**** SOURCE MATERIAL

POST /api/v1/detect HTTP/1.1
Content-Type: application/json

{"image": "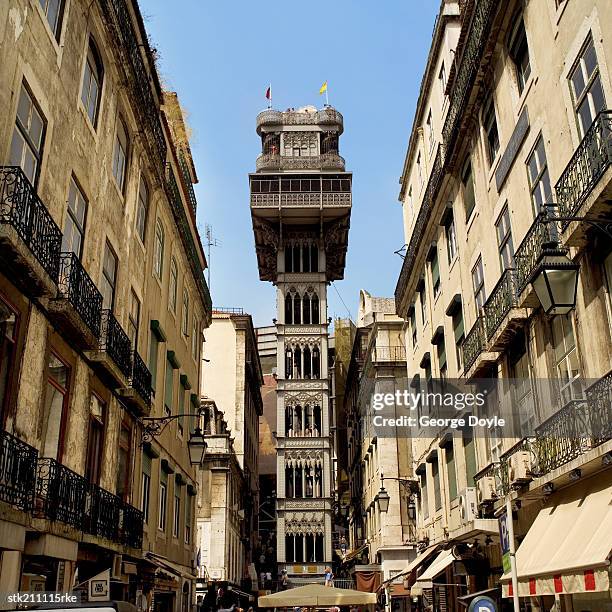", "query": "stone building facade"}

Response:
[249,106,351,583]
[198,308,263,603]
[0,0,211,610]
[395,0,612,610]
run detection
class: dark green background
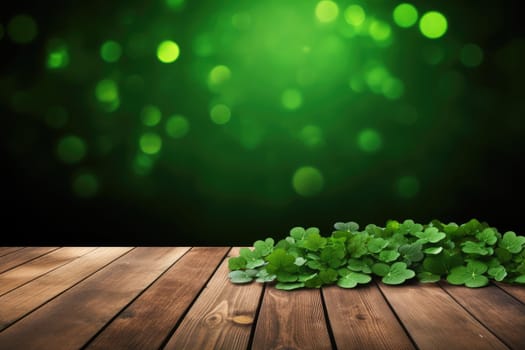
[0,0,525,245]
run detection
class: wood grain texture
[165,248,263,350]
[0,247,24,256]
[0,247,58,273]
[252,287,332,350]
[0,247,131,334]
[87,247,229,350]
[441,283,525,349]
[0,247,188,350]
[322,283,414,350]
[379,283,507,350]
[496,282,525,304]
[0,247,95,295]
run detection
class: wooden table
[0,247,525,350]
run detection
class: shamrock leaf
[255,269,277,283]
[239,248,264,269]
[447,260,489,288]
[334,221,359,232]
[266,249,298,274]
[399,219,423,235]
[303,232,326,251]
[277,271,298,282]
[487,265,507,282]
[379,250,399,262]
[415,227,447,244]
[476,227,498,245]
[337,272,372,288]
[294,256,307,266]
[290,226,306,241]
[499,231,525,254]
[367,238,388,253]
[424,247,443,255]
[253,238,274,256]
[381,262,416,284]
[228,256,246,271]
[228,270,253,283]
[346,233,369,258]
[319,269,338,284]
[417,271,441,283]
[347,259,372,273]
[461,241,492,255]
[275,282,304,290]
[399,243,425,264]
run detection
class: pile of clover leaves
[228,219,525,290]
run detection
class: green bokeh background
[0,0,525,245]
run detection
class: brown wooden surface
[0,247,525,350]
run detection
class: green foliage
[228,219,525,290]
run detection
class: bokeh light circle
[157,40,180,63]
[292,166,324,197]
[210,103,231,125]
[315,0,339,23]
[419,11,448,39]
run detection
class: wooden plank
[441,283,525,349]
[0,247,131,330]
[252,287,332,350]
[379,283,507,350]
[322,283,414,350]
[87,247,229,350]
[0,247,188,350]
[496,282,525,304]
[0,247,24,256]
[0,247,95,295]
[0,247,58,273]
[165,248,263,350]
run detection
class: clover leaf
[275,282,304,290]
[499,231,525,254]
[228,256,246,271]
[337,272,372,288]
[381,262,416,285]
[367,238,388,253]
[253,238,275,256]
[334,221,359,232]
[415,227,447,244]
[266,249,298,274]
[476,227,498,245]
[398,242,425,264]
[399,219,423,235]
[447,260,489,288]
[379,250,400,262]
[424,247,443,255]
[303,232,326,251]
[487,265,507,282]
[239,248,264,269]
[228,270,253,283]
[417,271,441,283]
[346,233,369,258]
[461,241,492,255]
[347,258,373,273]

********

EXERCISE INSTRUCTIONS:
Report every line in the items above that contains the word "wooden", copying each one in full.

EXERCISE SOLUTION:
class: wooden table
class: brown wooden surface
class: wooden plank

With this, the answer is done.